__AIM OF THE EXERCISE__
Rescale the stretch of rows below from their start through the line containing "point(860, 302)", writing out every line of it again with each x and y coordinate in the answer points multiplied by 2.2 and rounded to a whole number, halves up. Leave the pictures out.

───── EXTRACTED ENTRIES ─────

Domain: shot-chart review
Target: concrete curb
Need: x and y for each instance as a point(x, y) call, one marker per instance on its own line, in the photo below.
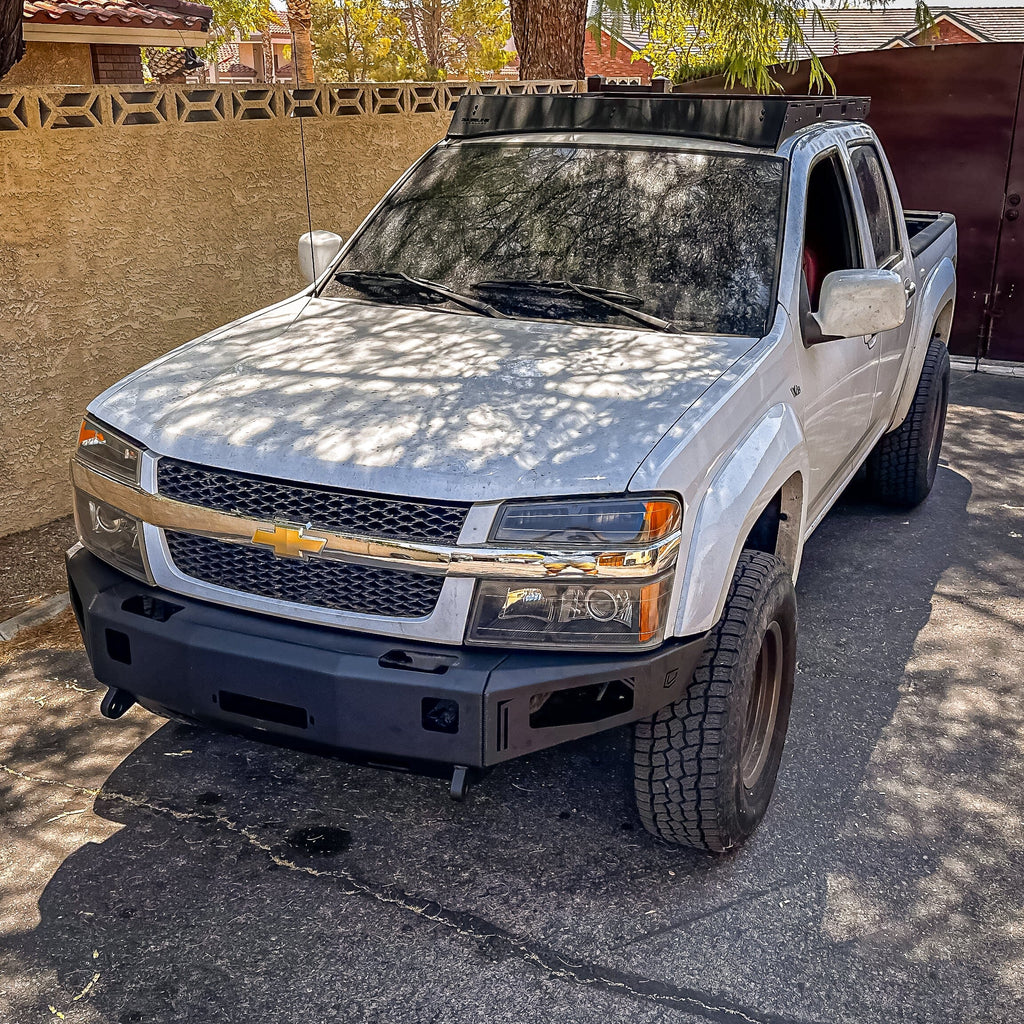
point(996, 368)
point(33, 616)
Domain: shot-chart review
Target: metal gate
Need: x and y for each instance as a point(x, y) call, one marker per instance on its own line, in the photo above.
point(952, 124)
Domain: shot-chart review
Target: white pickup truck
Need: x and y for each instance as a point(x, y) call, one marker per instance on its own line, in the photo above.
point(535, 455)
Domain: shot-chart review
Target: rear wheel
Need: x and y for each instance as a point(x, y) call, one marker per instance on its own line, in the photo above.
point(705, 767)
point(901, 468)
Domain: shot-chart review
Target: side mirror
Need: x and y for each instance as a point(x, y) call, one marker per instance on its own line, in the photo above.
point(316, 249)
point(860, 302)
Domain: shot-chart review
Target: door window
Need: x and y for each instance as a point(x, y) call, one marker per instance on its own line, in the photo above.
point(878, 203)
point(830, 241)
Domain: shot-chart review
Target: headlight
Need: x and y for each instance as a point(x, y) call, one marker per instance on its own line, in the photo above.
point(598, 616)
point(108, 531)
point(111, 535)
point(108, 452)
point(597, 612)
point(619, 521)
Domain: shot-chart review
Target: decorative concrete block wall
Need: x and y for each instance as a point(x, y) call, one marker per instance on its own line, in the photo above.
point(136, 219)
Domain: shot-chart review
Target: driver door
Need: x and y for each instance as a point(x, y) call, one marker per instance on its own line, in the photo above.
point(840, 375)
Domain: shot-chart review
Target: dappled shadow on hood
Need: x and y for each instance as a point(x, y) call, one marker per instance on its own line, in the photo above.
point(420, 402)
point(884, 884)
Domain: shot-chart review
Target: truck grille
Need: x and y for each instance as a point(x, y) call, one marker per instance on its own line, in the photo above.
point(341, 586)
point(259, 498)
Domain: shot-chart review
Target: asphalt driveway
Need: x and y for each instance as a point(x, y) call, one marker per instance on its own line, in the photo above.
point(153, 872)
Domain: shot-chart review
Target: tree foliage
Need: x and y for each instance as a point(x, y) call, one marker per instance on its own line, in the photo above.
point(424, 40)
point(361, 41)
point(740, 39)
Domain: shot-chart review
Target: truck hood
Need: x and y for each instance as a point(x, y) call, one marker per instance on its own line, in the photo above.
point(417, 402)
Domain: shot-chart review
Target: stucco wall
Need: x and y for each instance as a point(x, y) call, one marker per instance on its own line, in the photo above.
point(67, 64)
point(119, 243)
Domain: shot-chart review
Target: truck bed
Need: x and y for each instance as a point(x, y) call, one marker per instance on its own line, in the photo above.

─────

__COMPLETED TASK__
Domain: shot-chart review
Target: concrete curb
Need: x and y for each instance as a point(x, y) call, one marker per instance on its own line, in the photo below.
point(2191, 810)
point(73, 1355)
Domain: shot-chart review
Target: metal gate
Need: x and y for each instance as a point(x, y) call, one marker per instance on its own line, in the photo above.
point(2094, 273)
Domain: shot-chart review
Target: white pickup truck
Need: x and y for each instance as a point(x, y) call, one marker per instance on its own line, in the photo above.
point(1177, 1001)
Domain: shot-chart review
Target: rear wheel
Need: x and y for each instance as a point(x, y) call, one marker per instance on its own line, in the photo above.
point(1551, 1687)
point(1982, 1030)
Domain: shot-chart review
Target: side mirror
Need: x and y for each instance as a point(x, y) call, one marker per instance on its own line, in the photo above.
point(695, 548)
point(1892, 664)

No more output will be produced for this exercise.